**What is expected**
Emit the entire listing verbatim.

- - -

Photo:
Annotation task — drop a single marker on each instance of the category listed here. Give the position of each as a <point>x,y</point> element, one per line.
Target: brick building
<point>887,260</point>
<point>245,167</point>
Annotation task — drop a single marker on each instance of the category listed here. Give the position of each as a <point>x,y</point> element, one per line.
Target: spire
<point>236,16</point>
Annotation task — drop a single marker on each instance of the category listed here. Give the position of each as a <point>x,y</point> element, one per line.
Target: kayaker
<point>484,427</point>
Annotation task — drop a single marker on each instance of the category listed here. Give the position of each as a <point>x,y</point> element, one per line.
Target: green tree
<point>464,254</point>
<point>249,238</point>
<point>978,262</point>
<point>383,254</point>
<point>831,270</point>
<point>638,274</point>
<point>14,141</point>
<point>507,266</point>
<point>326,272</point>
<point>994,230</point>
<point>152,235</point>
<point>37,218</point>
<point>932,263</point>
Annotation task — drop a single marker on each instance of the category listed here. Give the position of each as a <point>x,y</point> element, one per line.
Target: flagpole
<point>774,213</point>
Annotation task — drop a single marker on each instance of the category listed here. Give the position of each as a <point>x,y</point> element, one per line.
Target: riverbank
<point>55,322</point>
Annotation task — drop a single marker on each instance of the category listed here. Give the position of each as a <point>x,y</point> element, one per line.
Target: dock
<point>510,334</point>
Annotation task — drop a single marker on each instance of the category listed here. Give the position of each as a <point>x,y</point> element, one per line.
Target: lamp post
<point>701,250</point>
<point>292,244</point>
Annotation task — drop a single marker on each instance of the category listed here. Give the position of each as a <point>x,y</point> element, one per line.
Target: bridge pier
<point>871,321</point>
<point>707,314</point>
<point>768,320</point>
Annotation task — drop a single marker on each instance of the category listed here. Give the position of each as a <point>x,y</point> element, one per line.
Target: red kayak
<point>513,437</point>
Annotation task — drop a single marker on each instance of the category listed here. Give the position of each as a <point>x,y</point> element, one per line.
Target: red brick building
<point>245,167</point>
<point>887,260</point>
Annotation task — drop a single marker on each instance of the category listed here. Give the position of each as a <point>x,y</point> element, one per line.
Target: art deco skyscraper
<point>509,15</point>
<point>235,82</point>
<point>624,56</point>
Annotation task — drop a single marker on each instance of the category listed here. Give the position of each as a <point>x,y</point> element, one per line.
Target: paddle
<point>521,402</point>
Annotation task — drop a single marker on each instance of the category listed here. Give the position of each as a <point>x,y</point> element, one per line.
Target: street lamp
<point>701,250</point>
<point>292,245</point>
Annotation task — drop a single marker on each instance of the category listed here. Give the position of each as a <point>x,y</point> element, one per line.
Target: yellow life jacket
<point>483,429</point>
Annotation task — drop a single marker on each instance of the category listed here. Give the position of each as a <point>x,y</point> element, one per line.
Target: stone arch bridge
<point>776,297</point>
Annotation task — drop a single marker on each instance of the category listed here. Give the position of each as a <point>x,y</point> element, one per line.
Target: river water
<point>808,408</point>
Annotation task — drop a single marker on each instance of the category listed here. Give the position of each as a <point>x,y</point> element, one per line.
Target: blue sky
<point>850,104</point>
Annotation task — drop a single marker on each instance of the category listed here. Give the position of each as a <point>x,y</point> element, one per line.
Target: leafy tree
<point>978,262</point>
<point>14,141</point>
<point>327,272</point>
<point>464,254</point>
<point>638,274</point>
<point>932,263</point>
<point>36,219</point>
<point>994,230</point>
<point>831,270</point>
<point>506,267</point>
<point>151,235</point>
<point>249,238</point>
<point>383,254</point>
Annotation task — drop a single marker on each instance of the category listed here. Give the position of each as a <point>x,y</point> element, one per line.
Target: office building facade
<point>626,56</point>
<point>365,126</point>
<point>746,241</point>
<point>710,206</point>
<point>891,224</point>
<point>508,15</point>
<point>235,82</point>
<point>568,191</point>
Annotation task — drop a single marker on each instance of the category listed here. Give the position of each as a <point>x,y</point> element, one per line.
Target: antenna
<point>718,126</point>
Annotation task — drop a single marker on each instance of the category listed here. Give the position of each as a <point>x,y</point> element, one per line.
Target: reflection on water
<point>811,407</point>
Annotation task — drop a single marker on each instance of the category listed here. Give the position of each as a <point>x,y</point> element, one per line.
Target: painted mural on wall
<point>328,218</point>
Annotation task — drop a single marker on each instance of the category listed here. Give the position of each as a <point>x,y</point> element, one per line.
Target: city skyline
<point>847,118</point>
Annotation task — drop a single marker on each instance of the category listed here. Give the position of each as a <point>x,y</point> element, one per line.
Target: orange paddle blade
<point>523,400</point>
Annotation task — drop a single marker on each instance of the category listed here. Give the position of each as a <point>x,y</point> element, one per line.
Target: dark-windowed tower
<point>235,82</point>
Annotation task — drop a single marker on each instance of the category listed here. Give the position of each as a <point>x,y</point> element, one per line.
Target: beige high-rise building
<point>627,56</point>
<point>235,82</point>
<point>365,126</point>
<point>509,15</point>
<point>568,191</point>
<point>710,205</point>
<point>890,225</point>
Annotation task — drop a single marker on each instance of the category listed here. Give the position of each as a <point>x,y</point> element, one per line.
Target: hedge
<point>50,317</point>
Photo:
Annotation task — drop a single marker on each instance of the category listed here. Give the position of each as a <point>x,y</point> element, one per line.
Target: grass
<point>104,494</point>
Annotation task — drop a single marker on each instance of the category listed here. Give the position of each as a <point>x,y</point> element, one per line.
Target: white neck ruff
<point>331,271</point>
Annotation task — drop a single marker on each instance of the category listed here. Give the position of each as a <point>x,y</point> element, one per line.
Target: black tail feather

- - -

**Result of the exercise**
Photo:
Annotation task — drop a single marker on each instance of the category listed here. Give the position of each as a <point>x,y</point> element, one per line.
Target: brick building
<point>887,260</point>
<point>245,167</point>
Annotation task — drop a single marker on each instance of the category listed here. Give the position of each as a <point>x,y</point> element, one per line.
Target: spire
<point>236,16</point>
Annotation task — drop a single marker on each instance of the category listed here. Give the position of each as a <point>x,y</point> element, one per line.
Target: kayaker
<point>484,427</point>
Annotation task — drop a single marker on each instance of the category listed here. Give the position of each as a <point>x,y</point> element, one per line.
Target: green tree
<point>464,254</point>
<point>249,238</point>
<point>978,262</point>
<point>383,254</point>
<point>831,270</point>
<point>638,274</point>
<point>14,141</point>
<point>507,266</point>
<point>326,272</point>
<point>994,230</point>
<point>152,235</point>
<point>37,218</point>
<point>932,263</point>
Annotation task — drop a single marker on each instance of the category listed here. Give the position of each as a <point>x,y</point> element, one per line.
Target: flagpole
<point>774,213</point>
Annotation task — drop a single marker on each instance of the category listed here. Give the position of each as a <point>x,y</point> element, one per line.
Target: riverbank
<point>55,322</point>
Annotation task — drop a single marker on each instance of the category listed here. Give the position of each as a <point>x,y</point> element, one per line.
Target: dock
<point>510,334</point>
Annotation task — drop a single marker on each instance of the category listed here. Give the position of each as a <point>x,y</point> element, one per line.
Target: lamp post
<point>701,250</point>
<point>292,244</point>
Annotation task — drop a single marker on each instance of the category listed here. Give the position of each as a <point>x,y</point> element, one per line.
Target: bridge pier
<point>871,321</point>
<point>707,314</point>
<point>768,320</point>
Annotation task — drop a single marker on each instance of the category listed here. Give the position of each as a <point>x,y</point> element, one per line.
Target: red kayak
<point>513,437</point>
Annotation task — drop a single marker on each instance of the category listed here. Give the position of each as a <point>x,y</point> element, one per line.
Target: red brick building
<point>245,167</point>
<point>887,260</point>
Annotation task — drop a single marker on each instance of the category listed here. Give the position of each as a <point>x,y</point> element, one per line.
Target: art deco skyscraper
<point>509,15</point>
<point>235,82</point>
<point>624,56</point>
Annotation task — drop a single marker on each instance of the category listed here. Give the position of each as a <point>x,y</point> element, one per line.
Target: paddle
<point>521,402</point>
Annotation task — drop a single marker on each instance of the category listed here. Give the position of each as a <point>x,y</point> element, one per line.
Target: street lamp
<point>701,250</point>
<point>292,245</point>
Annotation task — drop a single marker on each instance of the category listed here. Give the position of each as a <point>x,y</point> element, one per line.
Target: yellow life jacket
<point>483,429</point>
Annotation task — drop a single marker on each instance of the category listed here. Give the position of each as a <point>x,y</point> element, one per line.
Target: stone arch bridge
<point>776,297</point>
Annotation task — drop a single marker on each instance of the category listed here. Give the position of each as a <point>x,y</point> element, one per line.
Target: river water
<point>808,408</point>
Annotation task — drop a single marker on each instance of the category listed here. Give the position of each as a <point>x,y</point> element, one per line.
Target: blue sky
<point>850,104</point>
Annotation task — drop a single marker on each instance of the category listed here. Give the position of each as a <point>x,y</point> element, one per line.
Target: leafy tree
<point>978,262</point>
<point>14,141</point>
<point>327,272</point>
<point>464,254</point>
<point>638,274</point>
<point>932,263</point>
<point>36,219</point>
<point>994,230</point>
<point>831,270</point>
<point>506,267</point>
<point>151,235</point>
<point>249,238</point>
<point>383,254</point>
Annotation task — drop a single marker on each instance of the category listed here. Give the position of each as a <point>x,y</point> element, one per line.
Target: office building facade
<point>626,56</point>
<point>365,126</point>
<point>746,241</point>
<point>710,206</point>
<point>891,224</point>
<point>508,15</point>
<point>235,82</point>
<point>568,191</point>
Annotation task — drop a single marker on each instance of the category listed here. Give the position of each as a <point>x,y</point> element, one per line.
Target: antenna
<point>718,126</point>
Annotation task — drop a single marker on each instance of the category listed here. Give the position of each as a <point>x,y</point> element, one per line.
Target: reflection on water
<point>811,407</point>
Annotation task — drop a single marker on each instance of the category listed here. Give the position of each as a <point>x,y</point> element, one per line.
Target: painted mural on wall
<point>328,218</point>
Annotation task — drop a single marker on each instance of the category listed here. Give the position of each as a <point>x,y</point> element, one per line.
Target: city skyline
<point>847,118</point>
Annotation task — drop a single marker on each instance of the category listed here. Give the position of each as a <point>x,y</point> element, one per line.
Target: orange paddle blade
<point>523,400</point>
Annotation task — drop a single marker on each instance of the category listed here. Give the position of each as a <point>x,y</point> element, one per line.
Target: dark-windowed tower
<point>235,82</point>
Annotation task — drop a single marker on each instance of the category listed here. Give the position of each as a <point>x,y</point> element, one per line.
Target: beige high-rise building
<point>627,56</point>
<point>235,82</point>
<point>365,126</point>
<point>509,15</point>
<point>568,191</point>
<point>710,205</point>
<point>890,225</point>
Annotation task — drop a single marker on each instance of the category listed here. Give the position of each as a <point>x,y</point> element, one per line.
Target: hedge
<point>50,317</point>
Photo:
Annotation task — drop a single marker on each instance of the category listed here. Give the position of each as a <point>x,y</point> element, one per line.
Target: grass
<point>104,494</point>
Annotation task — drop a single marker on each instance of the category listed here. Give the position of each as a <point>x,y</point> element, one per line.
Target: white neck ruff
<point>331,271</point>
Annotation task — drop a single marker on each instance of the category listed here. Give the position of each as a <point>x,y</point> element, one per line.
Target: black tail feather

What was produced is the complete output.